Goal.
Drop every picture and copy exactly the lines from the one with "Exercise. Point to the handrail" through the last line of the listing below.

-- START --

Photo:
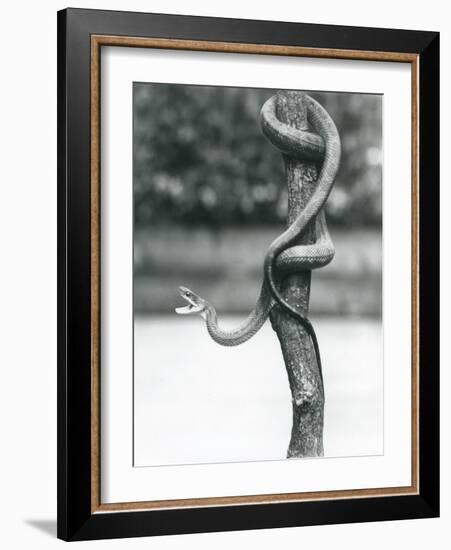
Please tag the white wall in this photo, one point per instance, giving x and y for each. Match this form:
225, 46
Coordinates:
28, 275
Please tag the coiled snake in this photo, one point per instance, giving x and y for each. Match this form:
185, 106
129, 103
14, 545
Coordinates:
284, 256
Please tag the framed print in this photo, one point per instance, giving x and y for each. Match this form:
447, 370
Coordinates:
248, 274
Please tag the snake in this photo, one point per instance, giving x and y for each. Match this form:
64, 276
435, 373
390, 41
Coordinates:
285, 256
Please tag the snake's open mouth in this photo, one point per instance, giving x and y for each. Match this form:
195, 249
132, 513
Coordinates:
193, 305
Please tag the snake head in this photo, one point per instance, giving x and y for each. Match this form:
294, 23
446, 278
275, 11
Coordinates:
195, 303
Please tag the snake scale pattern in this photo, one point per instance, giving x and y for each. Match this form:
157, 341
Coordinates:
285, 256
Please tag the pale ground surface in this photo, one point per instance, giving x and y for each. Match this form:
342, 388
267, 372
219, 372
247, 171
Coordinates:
196, 401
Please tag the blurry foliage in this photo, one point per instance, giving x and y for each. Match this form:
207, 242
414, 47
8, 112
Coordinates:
200, 158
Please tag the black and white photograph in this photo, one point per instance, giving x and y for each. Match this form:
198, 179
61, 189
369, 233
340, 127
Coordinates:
257, 276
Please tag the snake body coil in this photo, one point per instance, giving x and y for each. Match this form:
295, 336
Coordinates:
284, 256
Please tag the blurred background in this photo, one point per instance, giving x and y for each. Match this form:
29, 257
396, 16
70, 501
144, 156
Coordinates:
209, 197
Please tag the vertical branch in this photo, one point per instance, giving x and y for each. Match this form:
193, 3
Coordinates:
297, 348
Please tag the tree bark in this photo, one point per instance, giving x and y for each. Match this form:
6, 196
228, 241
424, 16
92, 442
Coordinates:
297, 348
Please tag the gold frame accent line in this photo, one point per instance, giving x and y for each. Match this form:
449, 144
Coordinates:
228, 47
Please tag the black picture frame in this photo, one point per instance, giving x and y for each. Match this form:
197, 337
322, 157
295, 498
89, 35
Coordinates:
76, 519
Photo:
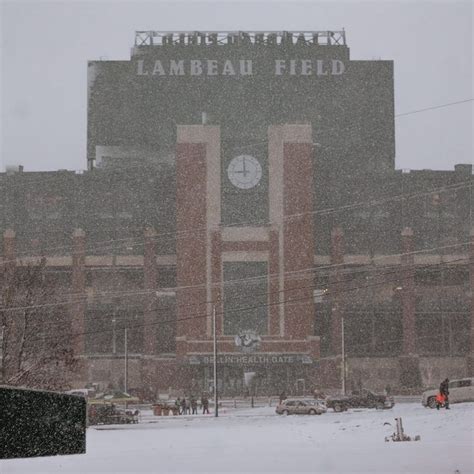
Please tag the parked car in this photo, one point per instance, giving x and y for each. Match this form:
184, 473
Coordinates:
108, 414
294, 406
460, 390
363, 399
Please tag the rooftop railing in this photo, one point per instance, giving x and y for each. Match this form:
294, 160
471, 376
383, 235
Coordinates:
216, 38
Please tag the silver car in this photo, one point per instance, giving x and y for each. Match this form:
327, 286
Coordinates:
460, 390
298, 406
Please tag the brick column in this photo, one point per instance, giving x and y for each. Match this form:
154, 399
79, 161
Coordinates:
336, 289
197, 210
410, 376
78, 289
470, 360
408, 292
274, 294
149, 278
298, 239
216, 276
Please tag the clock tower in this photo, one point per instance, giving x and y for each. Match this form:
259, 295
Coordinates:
258, 276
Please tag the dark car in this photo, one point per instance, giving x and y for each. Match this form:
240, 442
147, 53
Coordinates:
294, 406
363, 399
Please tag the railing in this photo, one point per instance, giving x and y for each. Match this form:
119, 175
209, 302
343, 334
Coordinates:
216, 38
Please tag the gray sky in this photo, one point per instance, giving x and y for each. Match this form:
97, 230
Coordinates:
46, 45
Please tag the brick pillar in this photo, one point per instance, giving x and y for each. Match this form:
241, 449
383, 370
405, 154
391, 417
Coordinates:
470, 359
336, 289
408, 292
410, 376
216, 276
298, 239
197, 210
274, 294
78, 290
149, 277
290, 190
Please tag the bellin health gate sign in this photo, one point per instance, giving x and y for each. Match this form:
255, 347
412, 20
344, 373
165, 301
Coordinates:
242, 67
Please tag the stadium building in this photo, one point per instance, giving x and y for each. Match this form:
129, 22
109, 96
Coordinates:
249, 178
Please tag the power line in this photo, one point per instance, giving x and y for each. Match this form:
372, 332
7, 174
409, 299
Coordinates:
206, 315
193, 231
217, 285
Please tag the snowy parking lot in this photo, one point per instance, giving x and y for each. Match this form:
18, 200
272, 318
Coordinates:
258, 440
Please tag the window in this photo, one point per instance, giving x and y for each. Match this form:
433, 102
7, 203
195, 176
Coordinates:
245, 297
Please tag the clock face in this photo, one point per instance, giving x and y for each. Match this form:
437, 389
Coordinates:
244, 171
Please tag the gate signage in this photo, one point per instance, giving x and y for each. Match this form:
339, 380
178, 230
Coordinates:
251, 359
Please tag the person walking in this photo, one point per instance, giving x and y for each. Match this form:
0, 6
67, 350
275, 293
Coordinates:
194, 404
205, 404
444, 391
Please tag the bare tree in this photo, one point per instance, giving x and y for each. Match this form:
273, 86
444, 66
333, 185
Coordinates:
34, 350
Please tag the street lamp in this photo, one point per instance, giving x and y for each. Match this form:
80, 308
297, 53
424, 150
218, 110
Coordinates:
214, 333
343, 353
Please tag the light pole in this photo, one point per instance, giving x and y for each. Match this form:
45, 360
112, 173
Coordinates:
343, 362
114, 337
214, 333
125, 383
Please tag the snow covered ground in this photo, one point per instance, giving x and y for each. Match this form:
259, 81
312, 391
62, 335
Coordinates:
258, 440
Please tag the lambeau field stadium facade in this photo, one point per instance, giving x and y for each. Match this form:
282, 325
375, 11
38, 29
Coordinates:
249, 178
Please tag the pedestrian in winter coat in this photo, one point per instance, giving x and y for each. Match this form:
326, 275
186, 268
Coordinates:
194, 405
444, 390
205, 405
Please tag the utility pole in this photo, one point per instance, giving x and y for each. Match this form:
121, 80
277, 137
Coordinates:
343, 361
125, 382
214, 333
114, 336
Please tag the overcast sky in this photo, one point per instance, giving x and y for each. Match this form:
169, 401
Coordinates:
46, 45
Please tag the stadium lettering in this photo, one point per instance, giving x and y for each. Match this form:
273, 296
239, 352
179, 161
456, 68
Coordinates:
195, 67
308, 67
242, 67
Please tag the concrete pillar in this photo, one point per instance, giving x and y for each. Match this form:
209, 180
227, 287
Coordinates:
274, 293
150, 272
9, 251
336, 290
290, 153
410, 376
216, 276
470, 359
197, 210
78, 291
408, 292
7, 298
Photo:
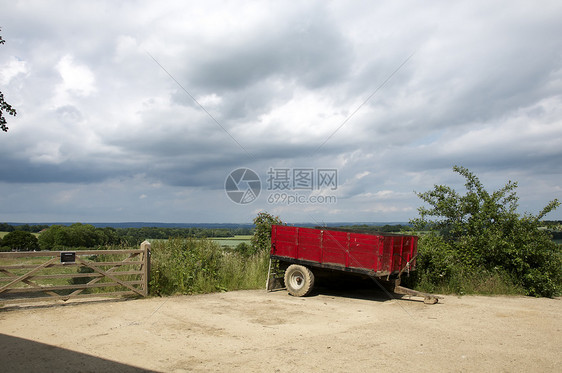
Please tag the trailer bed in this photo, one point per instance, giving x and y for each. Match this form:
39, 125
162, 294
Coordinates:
373, 254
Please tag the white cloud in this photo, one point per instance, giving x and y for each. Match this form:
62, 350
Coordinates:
483, 89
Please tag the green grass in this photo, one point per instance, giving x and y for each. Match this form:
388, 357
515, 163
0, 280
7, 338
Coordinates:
232, 241
192, 266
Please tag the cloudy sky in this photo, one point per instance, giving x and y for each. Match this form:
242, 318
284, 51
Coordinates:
139, 110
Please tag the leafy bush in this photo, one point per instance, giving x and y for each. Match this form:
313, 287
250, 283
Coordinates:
261, 241
479, 236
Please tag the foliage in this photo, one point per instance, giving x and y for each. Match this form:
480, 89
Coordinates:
5, 227
261, 241
20, 241
481, 233
189, 266
134, 236
76, 235
4, 106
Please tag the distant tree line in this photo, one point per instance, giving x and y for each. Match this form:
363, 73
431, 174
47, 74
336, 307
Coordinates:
60, 237
5, 227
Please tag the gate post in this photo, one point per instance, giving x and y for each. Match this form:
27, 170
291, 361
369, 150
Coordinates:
145, 246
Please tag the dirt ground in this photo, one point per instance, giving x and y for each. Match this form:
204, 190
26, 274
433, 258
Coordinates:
256, 331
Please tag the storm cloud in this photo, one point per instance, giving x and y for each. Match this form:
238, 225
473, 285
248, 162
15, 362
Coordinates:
138, 111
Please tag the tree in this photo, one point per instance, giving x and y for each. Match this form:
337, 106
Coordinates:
20, 241
261, 240
4, 106
481, 232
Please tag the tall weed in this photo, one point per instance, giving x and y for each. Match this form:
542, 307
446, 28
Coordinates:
191, 266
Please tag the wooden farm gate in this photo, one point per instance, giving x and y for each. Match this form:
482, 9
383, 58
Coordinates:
64, 275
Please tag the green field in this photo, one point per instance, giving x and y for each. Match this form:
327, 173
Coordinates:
232, 241
2, 234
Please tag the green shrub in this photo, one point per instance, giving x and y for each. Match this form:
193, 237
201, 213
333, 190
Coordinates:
480, 244
189, 266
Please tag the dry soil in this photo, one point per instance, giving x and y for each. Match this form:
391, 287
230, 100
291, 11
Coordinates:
256, 331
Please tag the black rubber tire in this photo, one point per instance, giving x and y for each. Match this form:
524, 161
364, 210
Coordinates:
299, 280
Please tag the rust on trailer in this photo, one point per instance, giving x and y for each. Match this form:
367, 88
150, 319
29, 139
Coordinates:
381, 255
375, 254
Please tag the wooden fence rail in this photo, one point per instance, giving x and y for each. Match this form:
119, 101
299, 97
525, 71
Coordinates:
64, 275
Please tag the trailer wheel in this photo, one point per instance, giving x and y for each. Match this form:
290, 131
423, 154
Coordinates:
299, 280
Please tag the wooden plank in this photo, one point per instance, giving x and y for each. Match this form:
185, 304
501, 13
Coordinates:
70, 287
66, 297
77, 275
128, 259
57, 264
109, 275
22, 277
34, 254
25, 281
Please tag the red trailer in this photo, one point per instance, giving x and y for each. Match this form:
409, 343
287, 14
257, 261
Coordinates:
299, 253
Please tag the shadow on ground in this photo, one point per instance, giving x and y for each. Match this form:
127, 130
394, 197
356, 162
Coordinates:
23, 355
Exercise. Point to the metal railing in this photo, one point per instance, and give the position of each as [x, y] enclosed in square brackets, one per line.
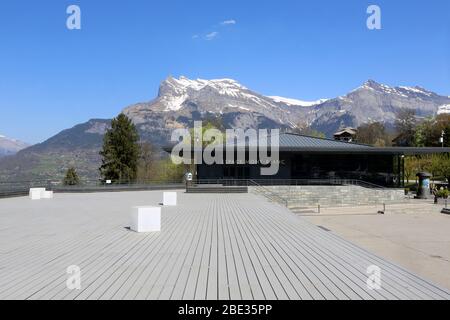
[21, 188]
[269, 194]
[289, 182]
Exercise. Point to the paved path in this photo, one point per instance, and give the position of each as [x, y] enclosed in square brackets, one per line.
[210, 247]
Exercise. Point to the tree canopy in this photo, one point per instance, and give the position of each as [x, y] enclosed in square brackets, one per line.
[121, 150]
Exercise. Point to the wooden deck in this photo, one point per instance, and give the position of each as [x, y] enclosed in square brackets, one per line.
[210, 247]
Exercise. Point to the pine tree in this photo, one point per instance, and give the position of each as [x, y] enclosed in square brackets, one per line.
[71, 178]
[120, 154]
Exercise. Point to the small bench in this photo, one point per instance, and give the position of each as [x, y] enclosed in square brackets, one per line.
[36, 193]
[47, 195]
[146, 219]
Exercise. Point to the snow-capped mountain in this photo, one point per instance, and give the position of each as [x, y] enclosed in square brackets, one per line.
[10, 146]
[295, 102]
[444, 109]
[374, 102]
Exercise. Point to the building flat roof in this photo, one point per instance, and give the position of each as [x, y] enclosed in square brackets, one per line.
[289, 142]
[211, 247]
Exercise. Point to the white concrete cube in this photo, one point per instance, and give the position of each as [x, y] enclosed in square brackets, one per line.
[47, 195]
[36, 193]
[146, 219]
[170, 199]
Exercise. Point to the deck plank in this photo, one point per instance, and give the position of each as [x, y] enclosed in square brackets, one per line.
[211, 247]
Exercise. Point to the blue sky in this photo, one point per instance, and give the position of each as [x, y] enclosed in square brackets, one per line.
[52, 78]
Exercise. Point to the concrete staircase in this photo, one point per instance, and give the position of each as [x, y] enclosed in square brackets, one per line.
[216, 189]
[301, 197]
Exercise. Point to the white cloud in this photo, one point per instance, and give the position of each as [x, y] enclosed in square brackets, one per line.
[211, 36]
[228, 22]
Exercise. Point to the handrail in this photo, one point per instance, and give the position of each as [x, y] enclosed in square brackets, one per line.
[291, 182]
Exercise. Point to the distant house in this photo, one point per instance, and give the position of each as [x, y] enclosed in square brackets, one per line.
[402, 140]
[347, 135]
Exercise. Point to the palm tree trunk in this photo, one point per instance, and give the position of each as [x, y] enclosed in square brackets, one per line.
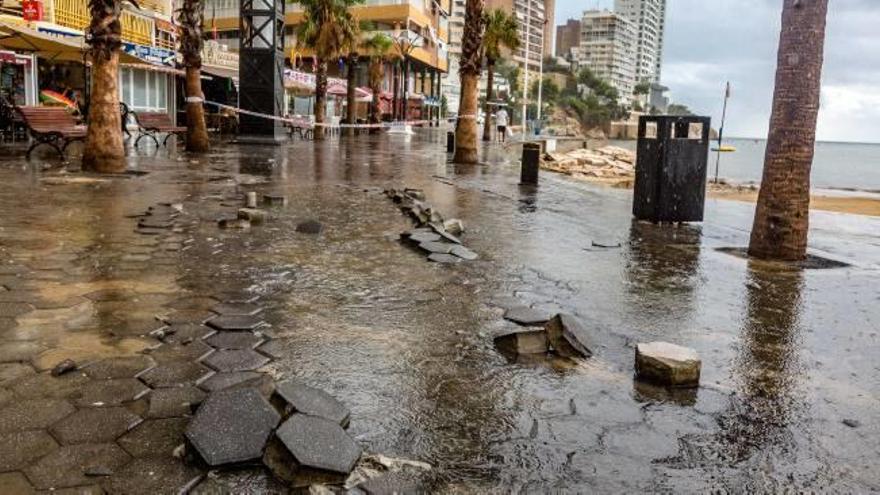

-- END --

Solution to this problem.
Exercise. Point to the handrail in this photo, one point per instance, and give the position of each as [x, y] enclosed in square brackets, one per line.
[291, 182]
Exercise. Point to the distant house in this photo, one point per instance, and give the position of each as [x, y] enclosed in square brackets, one per line.
[402, 140]
[347, 135]
Exercise. Point to the palm tree trunk in this photo, one point per instance, and give the position of each as [x, y] enclosed in square brackets, one per line.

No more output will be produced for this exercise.